— start DATA EXTRACT —
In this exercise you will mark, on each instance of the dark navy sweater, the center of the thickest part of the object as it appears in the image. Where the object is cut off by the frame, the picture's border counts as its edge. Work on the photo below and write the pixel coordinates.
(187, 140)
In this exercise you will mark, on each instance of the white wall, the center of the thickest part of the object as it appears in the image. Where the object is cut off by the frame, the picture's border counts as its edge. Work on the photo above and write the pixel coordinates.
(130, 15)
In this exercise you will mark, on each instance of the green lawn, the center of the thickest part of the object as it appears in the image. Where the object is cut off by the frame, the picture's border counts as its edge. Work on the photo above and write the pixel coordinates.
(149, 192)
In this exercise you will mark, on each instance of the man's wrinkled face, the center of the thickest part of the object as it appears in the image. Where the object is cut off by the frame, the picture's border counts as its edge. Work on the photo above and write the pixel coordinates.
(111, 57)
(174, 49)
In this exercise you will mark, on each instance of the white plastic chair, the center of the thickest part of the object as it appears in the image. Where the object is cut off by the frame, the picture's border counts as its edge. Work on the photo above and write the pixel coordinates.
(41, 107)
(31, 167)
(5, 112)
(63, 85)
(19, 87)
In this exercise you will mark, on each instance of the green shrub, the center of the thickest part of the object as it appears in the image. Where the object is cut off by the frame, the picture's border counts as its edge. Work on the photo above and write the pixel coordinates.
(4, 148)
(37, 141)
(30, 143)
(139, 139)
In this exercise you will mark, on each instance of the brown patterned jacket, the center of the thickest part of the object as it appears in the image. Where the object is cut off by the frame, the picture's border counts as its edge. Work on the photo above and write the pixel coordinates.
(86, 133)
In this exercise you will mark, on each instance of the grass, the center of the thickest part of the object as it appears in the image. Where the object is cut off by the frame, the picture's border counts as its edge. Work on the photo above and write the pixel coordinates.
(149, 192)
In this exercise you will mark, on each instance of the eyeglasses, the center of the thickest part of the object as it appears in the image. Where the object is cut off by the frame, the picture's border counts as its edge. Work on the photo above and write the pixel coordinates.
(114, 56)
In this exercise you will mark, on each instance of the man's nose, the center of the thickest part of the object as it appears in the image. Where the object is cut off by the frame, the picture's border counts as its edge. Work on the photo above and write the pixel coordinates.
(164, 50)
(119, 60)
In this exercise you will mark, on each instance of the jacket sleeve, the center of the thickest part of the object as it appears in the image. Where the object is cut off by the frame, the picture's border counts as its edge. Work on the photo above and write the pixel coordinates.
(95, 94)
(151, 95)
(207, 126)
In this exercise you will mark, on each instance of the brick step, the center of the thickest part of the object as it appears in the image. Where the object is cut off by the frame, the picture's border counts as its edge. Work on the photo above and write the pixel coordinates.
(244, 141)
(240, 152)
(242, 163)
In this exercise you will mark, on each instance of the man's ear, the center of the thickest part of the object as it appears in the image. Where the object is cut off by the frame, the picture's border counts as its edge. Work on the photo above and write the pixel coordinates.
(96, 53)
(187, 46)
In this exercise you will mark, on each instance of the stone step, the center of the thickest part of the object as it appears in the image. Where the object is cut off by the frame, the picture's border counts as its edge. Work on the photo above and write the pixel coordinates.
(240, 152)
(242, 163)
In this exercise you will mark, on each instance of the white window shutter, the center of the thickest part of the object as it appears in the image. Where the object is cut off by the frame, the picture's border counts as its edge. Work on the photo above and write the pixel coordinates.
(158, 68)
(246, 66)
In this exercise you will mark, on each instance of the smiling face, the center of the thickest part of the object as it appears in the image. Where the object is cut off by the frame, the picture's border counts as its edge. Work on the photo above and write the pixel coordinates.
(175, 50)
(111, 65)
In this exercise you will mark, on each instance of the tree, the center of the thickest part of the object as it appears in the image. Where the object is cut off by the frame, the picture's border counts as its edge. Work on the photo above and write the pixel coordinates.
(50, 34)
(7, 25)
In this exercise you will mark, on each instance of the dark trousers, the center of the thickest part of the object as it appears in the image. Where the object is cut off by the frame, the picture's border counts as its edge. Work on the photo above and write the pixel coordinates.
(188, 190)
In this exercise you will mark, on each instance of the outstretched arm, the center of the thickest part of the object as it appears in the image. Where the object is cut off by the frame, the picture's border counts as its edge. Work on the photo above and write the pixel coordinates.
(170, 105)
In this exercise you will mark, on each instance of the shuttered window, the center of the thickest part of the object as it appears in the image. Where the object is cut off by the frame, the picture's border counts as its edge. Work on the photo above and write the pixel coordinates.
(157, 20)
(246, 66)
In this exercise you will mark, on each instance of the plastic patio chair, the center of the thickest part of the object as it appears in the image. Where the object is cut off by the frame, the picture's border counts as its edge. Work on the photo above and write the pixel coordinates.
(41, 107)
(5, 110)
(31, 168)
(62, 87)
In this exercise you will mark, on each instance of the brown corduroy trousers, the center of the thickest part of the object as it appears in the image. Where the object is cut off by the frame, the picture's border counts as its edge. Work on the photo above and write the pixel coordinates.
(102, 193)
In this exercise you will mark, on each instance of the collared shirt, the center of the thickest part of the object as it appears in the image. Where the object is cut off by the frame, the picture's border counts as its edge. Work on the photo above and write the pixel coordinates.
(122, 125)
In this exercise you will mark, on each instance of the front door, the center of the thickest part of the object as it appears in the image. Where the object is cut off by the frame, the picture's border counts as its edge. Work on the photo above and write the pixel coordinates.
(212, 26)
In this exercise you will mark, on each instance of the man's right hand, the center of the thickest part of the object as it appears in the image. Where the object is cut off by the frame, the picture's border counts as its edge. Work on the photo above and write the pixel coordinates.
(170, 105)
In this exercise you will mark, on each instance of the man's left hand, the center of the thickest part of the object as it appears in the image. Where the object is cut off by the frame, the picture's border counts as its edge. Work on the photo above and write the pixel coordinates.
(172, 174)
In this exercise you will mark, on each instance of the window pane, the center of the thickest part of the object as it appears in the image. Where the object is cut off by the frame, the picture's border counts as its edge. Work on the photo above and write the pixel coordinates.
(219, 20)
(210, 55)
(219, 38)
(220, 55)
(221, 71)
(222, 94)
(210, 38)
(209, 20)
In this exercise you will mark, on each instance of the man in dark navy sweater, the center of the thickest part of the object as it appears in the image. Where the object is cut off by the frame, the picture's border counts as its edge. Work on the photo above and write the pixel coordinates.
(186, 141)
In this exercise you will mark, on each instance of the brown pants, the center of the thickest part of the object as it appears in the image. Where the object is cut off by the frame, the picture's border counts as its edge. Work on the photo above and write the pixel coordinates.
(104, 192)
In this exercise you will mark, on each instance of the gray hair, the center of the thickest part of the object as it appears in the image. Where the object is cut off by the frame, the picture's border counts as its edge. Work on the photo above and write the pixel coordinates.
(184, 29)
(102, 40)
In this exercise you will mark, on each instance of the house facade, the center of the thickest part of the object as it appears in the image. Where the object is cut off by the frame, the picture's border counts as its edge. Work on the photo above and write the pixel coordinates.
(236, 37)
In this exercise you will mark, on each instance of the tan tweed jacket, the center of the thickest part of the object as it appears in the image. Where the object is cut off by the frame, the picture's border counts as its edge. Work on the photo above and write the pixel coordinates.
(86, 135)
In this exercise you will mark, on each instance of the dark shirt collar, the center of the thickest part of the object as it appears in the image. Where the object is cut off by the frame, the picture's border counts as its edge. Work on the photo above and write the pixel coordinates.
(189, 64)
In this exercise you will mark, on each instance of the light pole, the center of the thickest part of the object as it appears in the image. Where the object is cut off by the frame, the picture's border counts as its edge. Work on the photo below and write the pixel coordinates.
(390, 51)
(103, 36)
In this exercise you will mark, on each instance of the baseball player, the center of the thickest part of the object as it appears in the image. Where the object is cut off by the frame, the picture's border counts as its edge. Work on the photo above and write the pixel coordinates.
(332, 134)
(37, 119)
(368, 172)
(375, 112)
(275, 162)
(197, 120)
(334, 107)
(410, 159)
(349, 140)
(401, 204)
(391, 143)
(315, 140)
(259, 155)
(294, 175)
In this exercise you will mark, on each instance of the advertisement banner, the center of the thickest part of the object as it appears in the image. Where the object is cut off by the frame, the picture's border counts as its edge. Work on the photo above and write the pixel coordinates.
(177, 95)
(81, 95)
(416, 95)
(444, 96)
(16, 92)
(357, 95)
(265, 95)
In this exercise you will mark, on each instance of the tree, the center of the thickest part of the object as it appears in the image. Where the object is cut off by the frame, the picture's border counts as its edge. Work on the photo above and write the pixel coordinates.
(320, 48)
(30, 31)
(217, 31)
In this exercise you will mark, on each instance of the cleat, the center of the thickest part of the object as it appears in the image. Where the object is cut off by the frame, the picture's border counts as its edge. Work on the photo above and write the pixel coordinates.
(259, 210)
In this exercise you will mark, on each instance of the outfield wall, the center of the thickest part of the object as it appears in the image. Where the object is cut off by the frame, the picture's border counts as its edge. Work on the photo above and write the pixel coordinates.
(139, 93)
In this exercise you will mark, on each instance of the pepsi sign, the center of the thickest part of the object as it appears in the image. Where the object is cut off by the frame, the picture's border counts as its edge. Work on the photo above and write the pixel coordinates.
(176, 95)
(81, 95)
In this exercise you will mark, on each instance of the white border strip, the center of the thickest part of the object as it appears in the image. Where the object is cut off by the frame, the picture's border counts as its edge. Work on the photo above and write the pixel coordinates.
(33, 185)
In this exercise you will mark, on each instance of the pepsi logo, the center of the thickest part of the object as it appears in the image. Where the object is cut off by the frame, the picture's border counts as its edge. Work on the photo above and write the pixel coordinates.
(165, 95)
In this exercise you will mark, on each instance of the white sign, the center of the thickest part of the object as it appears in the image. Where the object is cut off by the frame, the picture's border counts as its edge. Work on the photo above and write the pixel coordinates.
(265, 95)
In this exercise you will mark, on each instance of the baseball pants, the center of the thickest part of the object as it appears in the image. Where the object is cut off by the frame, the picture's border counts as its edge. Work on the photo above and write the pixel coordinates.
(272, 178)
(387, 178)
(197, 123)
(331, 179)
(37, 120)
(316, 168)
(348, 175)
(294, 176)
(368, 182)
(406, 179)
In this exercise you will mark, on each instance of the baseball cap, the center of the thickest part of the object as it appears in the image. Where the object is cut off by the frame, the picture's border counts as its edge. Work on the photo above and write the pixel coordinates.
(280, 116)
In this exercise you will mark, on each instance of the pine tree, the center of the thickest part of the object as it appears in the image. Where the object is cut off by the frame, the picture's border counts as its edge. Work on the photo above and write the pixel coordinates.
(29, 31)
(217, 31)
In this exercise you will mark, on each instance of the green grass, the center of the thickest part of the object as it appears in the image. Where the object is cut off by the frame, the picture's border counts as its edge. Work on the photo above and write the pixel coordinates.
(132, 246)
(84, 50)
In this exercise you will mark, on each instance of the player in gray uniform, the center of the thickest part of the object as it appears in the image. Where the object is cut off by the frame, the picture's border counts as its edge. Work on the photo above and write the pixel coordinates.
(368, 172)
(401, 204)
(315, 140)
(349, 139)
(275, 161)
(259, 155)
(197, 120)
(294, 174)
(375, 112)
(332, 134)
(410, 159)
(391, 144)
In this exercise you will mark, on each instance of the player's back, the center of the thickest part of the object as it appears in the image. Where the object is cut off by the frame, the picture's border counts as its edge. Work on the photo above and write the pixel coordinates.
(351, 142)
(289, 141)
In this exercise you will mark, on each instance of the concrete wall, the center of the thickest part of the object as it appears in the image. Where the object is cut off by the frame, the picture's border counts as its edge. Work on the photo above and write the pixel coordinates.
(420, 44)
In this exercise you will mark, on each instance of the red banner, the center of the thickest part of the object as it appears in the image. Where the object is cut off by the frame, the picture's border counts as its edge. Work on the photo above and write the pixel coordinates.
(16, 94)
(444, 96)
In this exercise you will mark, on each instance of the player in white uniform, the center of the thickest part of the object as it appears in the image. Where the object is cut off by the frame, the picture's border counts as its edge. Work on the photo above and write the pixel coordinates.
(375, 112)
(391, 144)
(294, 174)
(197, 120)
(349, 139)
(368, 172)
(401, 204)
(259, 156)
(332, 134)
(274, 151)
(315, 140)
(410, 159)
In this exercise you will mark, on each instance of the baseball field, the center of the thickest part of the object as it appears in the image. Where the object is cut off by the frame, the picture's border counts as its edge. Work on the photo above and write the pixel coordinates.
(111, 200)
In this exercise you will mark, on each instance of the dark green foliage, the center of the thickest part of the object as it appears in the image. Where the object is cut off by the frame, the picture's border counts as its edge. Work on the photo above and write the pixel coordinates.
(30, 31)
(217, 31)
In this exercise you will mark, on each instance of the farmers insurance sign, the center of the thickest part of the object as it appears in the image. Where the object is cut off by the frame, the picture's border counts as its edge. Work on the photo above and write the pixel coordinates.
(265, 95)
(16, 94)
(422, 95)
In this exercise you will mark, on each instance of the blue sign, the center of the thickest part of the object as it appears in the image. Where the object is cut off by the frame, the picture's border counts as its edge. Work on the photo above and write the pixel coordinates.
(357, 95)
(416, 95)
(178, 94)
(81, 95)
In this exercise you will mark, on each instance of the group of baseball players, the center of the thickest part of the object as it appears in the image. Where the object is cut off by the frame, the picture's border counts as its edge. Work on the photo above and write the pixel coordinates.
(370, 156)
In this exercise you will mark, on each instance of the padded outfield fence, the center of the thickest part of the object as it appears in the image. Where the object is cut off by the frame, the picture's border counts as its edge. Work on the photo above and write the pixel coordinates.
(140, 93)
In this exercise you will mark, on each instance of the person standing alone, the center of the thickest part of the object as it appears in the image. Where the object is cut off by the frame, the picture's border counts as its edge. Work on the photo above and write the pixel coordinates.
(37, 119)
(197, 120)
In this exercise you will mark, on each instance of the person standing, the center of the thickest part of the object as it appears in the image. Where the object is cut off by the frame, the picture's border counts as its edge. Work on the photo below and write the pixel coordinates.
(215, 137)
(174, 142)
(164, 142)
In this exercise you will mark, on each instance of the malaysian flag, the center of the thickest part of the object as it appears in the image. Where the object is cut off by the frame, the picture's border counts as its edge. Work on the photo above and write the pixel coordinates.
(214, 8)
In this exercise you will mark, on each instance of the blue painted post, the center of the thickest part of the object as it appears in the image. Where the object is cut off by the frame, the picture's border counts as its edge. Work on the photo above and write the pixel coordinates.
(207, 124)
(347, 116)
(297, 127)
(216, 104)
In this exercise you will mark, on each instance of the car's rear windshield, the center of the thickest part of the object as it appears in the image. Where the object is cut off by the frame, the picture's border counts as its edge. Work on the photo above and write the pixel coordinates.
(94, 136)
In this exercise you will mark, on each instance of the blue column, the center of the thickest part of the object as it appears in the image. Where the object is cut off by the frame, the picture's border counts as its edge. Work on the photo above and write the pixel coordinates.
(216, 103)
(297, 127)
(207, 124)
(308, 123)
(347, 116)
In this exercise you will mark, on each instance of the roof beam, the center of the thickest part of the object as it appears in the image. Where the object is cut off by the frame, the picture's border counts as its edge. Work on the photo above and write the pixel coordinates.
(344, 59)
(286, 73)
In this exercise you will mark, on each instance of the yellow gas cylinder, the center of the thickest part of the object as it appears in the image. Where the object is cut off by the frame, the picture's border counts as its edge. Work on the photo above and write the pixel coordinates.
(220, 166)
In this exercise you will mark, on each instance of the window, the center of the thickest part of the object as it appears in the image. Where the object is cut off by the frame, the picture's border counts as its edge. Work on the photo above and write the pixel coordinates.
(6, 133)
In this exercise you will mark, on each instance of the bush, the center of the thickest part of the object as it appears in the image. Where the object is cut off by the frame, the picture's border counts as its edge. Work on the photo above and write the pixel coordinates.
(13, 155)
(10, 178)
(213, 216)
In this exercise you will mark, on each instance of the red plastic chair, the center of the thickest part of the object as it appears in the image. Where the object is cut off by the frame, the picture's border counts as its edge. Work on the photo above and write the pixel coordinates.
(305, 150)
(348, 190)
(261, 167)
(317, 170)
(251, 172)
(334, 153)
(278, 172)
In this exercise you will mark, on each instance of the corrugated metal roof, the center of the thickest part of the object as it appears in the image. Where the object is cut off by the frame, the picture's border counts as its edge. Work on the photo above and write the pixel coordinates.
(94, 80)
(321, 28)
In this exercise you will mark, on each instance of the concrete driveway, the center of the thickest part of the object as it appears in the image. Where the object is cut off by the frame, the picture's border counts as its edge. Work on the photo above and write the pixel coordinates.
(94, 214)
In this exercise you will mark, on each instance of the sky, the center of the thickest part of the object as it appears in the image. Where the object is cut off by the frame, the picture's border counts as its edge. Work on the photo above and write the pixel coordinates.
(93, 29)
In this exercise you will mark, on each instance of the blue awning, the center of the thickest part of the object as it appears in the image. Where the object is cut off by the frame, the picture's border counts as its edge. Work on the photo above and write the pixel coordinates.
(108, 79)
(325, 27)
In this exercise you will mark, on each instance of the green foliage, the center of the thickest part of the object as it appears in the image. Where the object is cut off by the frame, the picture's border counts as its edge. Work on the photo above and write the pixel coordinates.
— end DATA EXTRACT —
**SET PROBLEM**
Copy out exactly the lines from the line with "concrete driveway, the" to the end of the listing, including both of those lines, and give nothing else.

**TASK OUTPUT**
In this exercise you will mark, on each instance of the concrete driveway, the center of the thickest part of the object as it appears in the image. Where the object is cut off by the frame, the picture's border counts as its edge. Work on the photo above and write the pixel coordinates.
(94, 214)
In this exercise you will mark, on each instance of the sky, the center of the thickest part of the object as it appears in the image. Where the object is cut off by the frame, the picture's border counts as its edge. Work on the photo above and write the pixel coordinates.
(93, 29)
In this exercise you will mark, on each instance of the blue awning, the center of the thickest part of the object as it appears in the image. Where the object is cut off by the frame, the picture's border counts as its edge. Work on the photo above and write the pixel coordinates.
(108, 79)
(325, 27)
In this exercise you will mark, on each instance of the green foliage, the center of the thickest part of the object as it appears in the image. Where the object is cut off by the frame, the picture's border counts as its edge. Work on the photo above and write the pixel coordinates.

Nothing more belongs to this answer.